**AVAILABLE RECORDS**:
start

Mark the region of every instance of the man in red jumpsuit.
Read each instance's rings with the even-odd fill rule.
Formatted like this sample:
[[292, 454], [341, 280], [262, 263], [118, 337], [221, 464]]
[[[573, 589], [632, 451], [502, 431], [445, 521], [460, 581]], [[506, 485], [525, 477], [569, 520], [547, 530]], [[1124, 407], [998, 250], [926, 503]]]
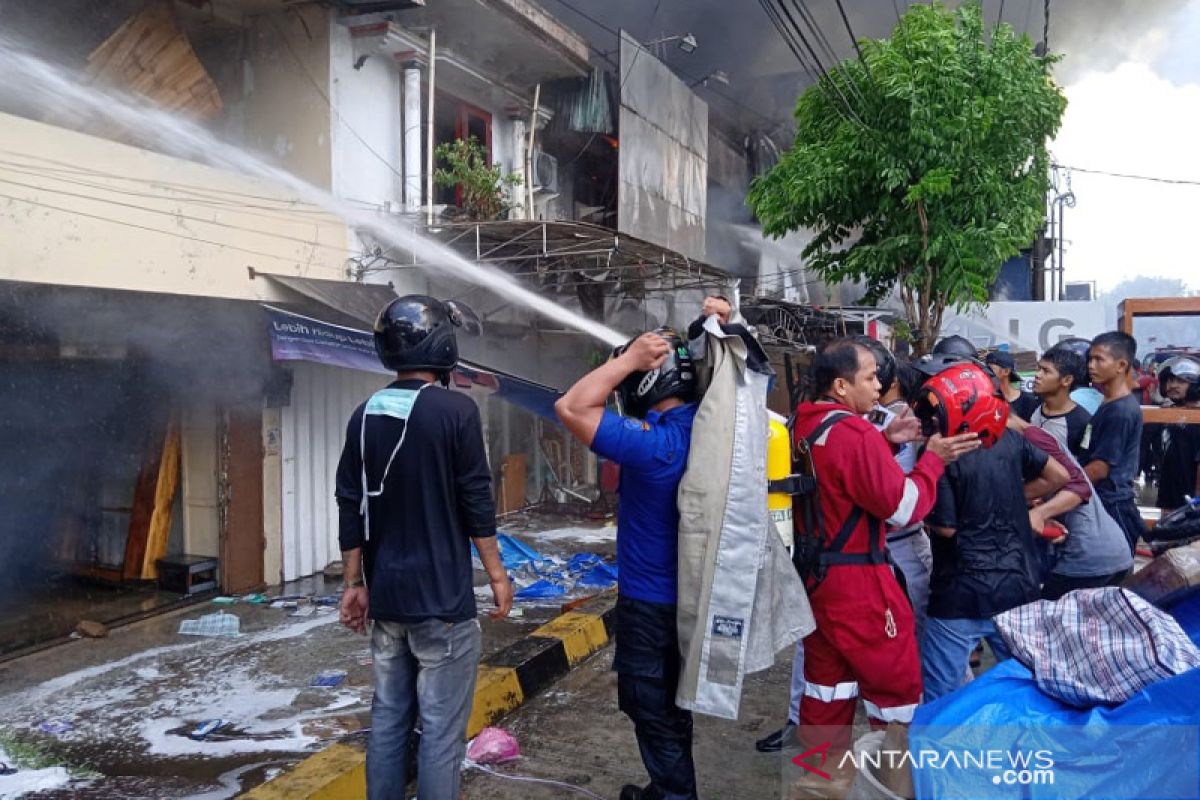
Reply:
[[871, 351], [833, 341], [817, 354], [814, 378], [816, 401], [797, 407], [794, 428], [812, 453], [823, 541], [823, 577], [809, 585], [817, 630], [804, 639], [800, 736], [805, 746], [845, 748], [859, 696], [872, 727], [910, 722], [920, 702], [913, 614], [884, 555], [887, 529], [923, 519], [944, 465], [979, 441], [935, 434], [906, 476], [892, 445], [917, 435], [916, 419], [881, 435], [863, 417], [880, 397]]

end

**GIVEN REQUEST**:
Reproduce every line exactly and omit all pictures.

**COMPLETE RESPONSE**:
Mark the region of every instance of the man in red jumpsuit.
Read each instance's rings with the even-odd fill rule.
Formatted like this sample:
[[292, 454], [341, 280], [262, 263], [118, 337], [221, 464]]
[[[573, 589], [632, 451], [502, 431], [445, 521], [460, 581]], [[506, 485], [525, 477], [569, 520], [547, 530]], [[1124, 407], [998, 250], [926, 503]]]
Reply:
[[871, 351], [833, 341], [817, 354], [814, 378], [816, 401], [797, 407], [794, 428], [812, 453], [823, 541], [823, 577], [809, 585], [817, 630], [804, 639], [800, 736], [805, 746], [845, 748], [859, 696], [872, 727], [910, 722], [920, 702], [913, 614], [884, 555], [887, 529], [923, 519], [944, 465], [979, 441], [935, 434], [906, 476], [892, 445], [917, 435], [916, 419], [881, 435], [863, 417], [880, 397]]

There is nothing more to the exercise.